# PROBLEM REQUIREMENTS
Copy the forum thread from the words "## fredw (Aug" and stop after "Gaswamp (Aug 16, 2009)", changing "hunt journal" to "trip diary" throughout.

# SELECTED EXTRACT
○ ○ ○ ○ ○

That's pretty amazing right there..That one ugly hog..


----------



## quinn (Aug 15, 2009)

Great shots.That's one purdy tick.


----------



## Hoss (Aug 16, 2009)

Those are some great photos.  I'm betting someone could collect a lot of left big toes from folks here who'd love to have the opportunity to get some of those shots.  Thanks for sharing the trip with us.

Hoss


----------



## 30 06 (Aug 16, 2009)

Wow, those were really good shots thanks for sharing your pics of your trip.


----------



## leo (Aug 16, 2009)

good shots, thanks for posting your trip pics


----------



## fredw (Aug 16, 2009)

Thunderhead, I've enjoyed both the hunt journal and the pictures.  If you have the time, post up some more pics.


----------



## Gaswamp (Aug 16, 2009)

Enjoyed thoroughly....Very nice photos


----------



## Thunder Head (Aug 16, 2009)

more


----------



## Thunder Head (Aug 16, 2009)

Last ones


----------



## Hoss (Aug 16, 2009)

Those buffalo just got a look about em, call it distain for anything.  More fine shots.

Hoss


----------



## Hardknox (Aug 16, 2009)

○ ○ ○ ○ ○

# PROVIDED RECORDS
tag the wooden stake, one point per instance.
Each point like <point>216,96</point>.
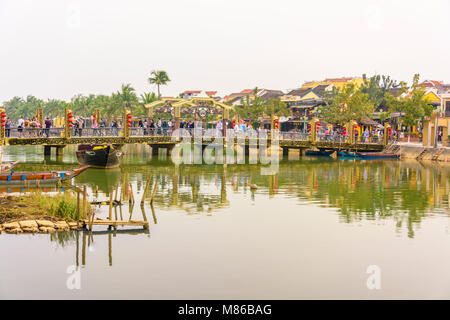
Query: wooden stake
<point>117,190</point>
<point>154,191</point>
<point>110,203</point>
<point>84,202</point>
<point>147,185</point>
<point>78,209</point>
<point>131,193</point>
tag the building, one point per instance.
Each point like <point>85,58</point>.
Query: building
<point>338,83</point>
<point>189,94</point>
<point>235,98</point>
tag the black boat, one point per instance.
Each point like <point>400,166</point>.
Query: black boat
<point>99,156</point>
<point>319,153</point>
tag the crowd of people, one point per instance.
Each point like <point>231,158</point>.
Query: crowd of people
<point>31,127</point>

○ ○ ○ ○ ○

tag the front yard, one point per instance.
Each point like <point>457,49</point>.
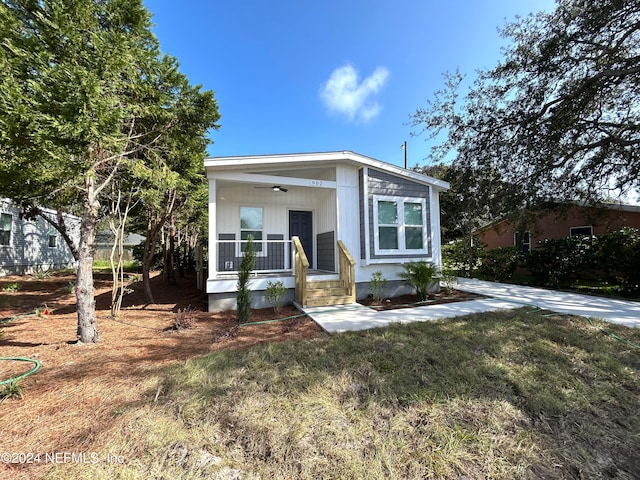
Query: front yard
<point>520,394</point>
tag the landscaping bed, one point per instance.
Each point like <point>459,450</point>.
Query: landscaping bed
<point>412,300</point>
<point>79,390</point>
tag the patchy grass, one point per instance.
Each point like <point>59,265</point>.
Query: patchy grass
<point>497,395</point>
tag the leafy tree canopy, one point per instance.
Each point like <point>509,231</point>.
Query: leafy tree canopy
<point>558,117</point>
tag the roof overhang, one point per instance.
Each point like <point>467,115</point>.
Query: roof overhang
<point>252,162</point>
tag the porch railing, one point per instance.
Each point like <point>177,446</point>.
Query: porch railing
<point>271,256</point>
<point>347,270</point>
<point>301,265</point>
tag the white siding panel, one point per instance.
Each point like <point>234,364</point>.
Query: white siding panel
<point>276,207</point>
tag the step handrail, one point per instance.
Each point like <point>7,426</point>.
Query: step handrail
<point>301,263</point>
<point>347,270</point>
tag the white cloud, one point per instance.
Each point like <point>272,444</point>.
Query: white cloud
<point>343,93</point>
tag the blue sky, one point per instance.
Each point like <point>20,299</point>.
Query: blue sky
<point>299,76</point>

○ ○ ○ ○ ○

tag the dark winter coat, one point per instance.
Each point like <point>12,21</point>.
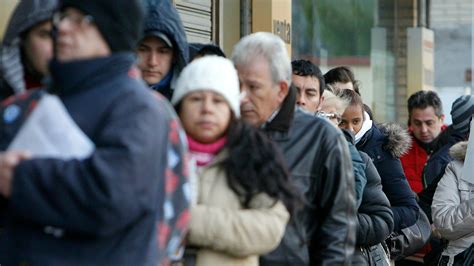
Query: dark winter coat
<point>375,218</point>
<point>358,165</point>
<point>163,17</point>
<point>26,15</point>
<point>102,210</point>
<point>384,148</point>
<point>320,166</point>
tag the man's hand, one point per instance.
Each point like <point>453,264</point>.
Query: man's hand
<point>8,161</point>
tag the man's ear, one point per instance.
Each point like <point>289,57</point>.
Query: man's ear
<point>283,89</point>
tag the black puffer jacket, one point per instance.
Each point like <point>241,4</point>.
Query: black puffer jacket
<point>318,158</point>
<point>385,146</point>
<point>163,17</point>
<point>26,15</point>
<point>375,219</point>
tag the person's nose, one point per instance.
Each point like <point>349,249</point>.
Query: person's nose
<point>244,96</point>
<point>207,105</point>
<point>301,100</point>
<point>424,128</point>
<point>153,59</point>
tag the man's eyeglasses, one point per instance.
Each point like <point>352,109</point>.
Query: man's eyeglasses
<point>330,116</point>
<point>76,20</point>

○ ○ ○ ○ ○

# EXERCISE RESPONSE
## fredw (Aug 16, 2009)

Thunderhead, I've enjoyed both the trip diary and the pictures.  If you have the time, post up some more pics.


----------



## Gaswamp (Aug 16, 2009)